Short problem> Here are some entries; quote each one exactly.

[Location identification items]
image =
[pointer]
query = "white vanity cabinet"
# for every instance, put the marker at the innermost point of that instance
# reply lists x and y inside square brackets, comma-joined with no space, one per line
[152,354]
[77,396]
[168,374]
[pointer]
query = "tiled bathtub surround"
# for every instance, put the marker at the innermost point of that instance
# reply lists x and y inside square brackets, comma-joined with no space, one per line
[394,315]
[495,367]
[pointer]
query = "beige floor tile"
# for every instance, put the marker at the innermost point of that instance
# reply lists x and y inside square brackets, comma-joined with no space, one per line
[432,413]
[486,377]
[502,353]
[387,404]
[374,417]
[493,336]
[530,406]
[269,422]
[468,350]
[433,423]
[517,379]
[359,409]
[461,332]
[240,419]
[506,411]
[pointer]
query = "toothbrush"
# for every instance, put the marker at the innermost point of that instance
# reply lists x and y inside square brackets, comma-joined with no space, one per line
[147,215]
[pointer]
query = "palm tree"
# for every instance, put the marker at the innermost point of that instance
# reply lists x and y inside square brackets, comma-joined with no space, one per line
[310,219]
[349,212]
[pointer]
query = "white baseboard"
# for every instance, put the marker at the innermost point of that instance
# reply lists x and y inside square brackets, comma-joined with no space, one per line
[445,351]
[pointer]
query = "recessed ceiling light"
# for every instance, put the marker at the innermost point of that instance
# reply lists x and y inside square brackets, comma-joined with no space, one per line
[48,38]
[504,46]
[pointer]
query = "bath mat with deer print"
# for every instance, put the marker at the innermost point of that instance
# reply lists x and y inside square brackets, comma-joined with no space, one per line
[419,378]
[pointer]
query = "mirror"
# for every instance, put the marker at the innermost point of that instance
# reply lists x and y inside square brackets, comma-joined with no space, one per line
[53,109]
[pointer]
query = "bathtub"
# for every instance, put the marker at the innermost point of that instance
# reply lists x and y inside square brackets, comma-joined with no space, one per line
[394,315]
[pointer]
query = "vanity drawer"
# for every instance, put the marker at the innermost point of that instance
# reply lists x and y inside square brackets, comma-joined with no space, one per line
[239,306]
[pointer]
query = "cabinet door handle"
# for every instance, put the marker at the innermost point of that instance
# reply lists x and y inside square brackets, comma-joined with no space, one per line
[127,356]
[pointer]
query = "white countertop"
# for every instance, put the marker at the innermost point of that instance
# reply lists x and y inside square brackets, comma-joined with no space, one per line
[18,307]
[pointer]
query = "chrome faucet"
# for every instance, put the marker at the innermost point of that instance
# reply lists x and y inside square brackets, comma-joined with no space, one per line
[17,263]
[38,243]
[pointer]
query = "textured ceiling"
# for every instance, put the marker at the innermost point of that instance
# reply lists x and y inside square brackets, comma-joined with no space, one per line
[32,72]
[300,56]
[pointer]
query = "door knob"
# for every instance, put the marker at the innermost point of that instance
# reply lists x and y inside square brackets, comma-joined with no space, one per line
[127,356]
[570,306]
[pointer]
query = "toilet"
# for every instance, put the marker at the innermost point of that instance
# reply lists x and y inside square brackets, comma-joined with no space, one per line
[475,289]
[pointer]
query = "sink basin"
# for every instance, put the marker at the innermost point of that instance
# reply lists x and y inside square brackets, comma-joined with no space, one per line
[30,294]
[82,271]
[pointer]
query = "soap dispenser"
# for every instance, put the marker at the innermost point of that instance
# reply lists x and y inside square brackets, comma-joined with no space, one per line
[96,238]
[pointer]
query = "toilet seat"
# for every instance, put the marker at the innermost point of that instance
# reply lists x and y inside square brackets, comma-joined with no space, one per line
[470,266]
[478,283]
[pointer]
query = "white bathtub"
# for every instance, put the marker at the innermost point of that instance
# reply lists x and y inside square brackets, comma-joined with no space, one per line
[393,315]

Output for this exercise>
image =
[pointer]
query = "white vanity cabinet"
# for every instance, put the marker at the innermost point of that instance
# reply lists x and y inside square brackets, comma-joined with no space, one per line
[152,354]
[77,396]
[168,374]
[pointer]
query = "tiled bathtub surround"
# for every instance, put the marker at the innermost point of that instance
# reply lists x and y inside square brackets, comma-joined with no space, one per line
[394,315]
[495,367]
[pointer]
query = "beige floor tile"
# for every instance, put the marker at the innermost point of that instance
# reply lists x and y inside square brackets, comma-joined with no space, one per line
[432,413]
[486,377]
[502,353]
[387,404]
[374,417]
[493,336]
[530,406]
[269,422]
[468,350]
[433,423]
[517,379]
[359,409]
[461,332]
[240,419]
[506,411]
[pointer]
query = "toothbrush"
# for every instance, put the marker at the innermost point of that instance
# reply lists x and y inside square brackets, comma-joined with no space, one per line
[147,215]
[pointer]
query = "palm tree"
# for every instance, put the marker at the innermost point of that instance
# reply lists x and y inside square brackets, comma-joined with no space, one per line
[310,219]
[349,212]
[pointer]
query = "white baseboard"
# for every instance, put the marker at the innermost point of that instance
# reply lists x and y inside square brackets, comma-joined with no space, one per line
[445,351]
[pointer]
query = "recessed ceiling light"
# for every instance, put the marker at the innermost point of that instance
# reply lists x and y inside square brackets, comma-joined with no space, one per line
[48,38]
[504,46]
[pointer]
query = "bath mat with deer print"
# for every instance, put the marker at the innermost point of that instance
# reply lists x and y inside square brackets, comma-joined with no space, one per line
[419,378]
[pointer]
query = "mirror"
# for every instance, put the marker at the innermost point of that instance
# reply lists x and y inside square brackets, comma-joined with no space, one per line
[53,109]
[pointer]
query = "bathtub"
# for every instance, put the marker at the innermost point of that instance
# reply lists x and y inside square brackets, comma-joined with no space, one per line
[394,315]
[pointer]
query = "vanity drawer"
# for every instance, put the marker at the innermost point of that instance
# reply lists x and y inside square brackets, comma-joined with no space, one per line
[239,306]
[pointer]
query = "cabinet door handle"
# for every instance, put the marker at the innermost point of that instance
# reply lists x and y inside square brackets, comma-joined with no space, one per line
[127,356]
[pointer]
query = "white countertop"
# for every instance, put the marker at the innermost point of that instance
# reply lists x and y inside square brackets, comma-joined with no space, one per line
[18,307]
[pointer]
query = "chrome faucet"
# for every instance, put the marker at the innermost point of that instance
# reply lists x and y inside square brackets, comma-joined with no space, one per line
[17,263]
[38,243]
[pointer]
query = "textured ceiling"
# for every instance, put the marker at the innermost point of that instance
# reply lists x and y inside square brackets, comma-joined with no space, one per line
[32,72]
[300,56]
[pointer]
query = "door knob"
# for every instance, put the marker at the innermost point of that instance
# reply lists x and y inside square brackets, comma-joined with no space, one per line
[127,356]
[570,306]
[pointer]
query = "toilet"
# for every instance, put the marker at the innermost point of that instance
# reply lists x and y inside square brackets, comma-joined with no space, one per line
[475,289]
[pointer]
query = "sink basin"
# for every instance, put the marker at the innermost point of that instance
# reply lists x and y inside square brackets, comma-joined with no space, one per line
[30,294]
[82,271]
[pointer]
query = "soap dispenser"
# for every instance, put the marker at the innermost point of that instance
# reply lists x and y inside square brackets, comma-joined with no space, one per line
[96,238]
[pointer]
query = "toilet seat"
# for every instance, put the marker at the innermost point of that instance
# reply lists x and y inside square brackets, comma-joined with no space, one per line
[470,266]
[478,283]
[pointer]
query = "white bathtub"
# for every instance, put the marker at the innermost point of that instance
# reply lists x and y inside square brackets, comma-joined with no space, one per line
[393,315]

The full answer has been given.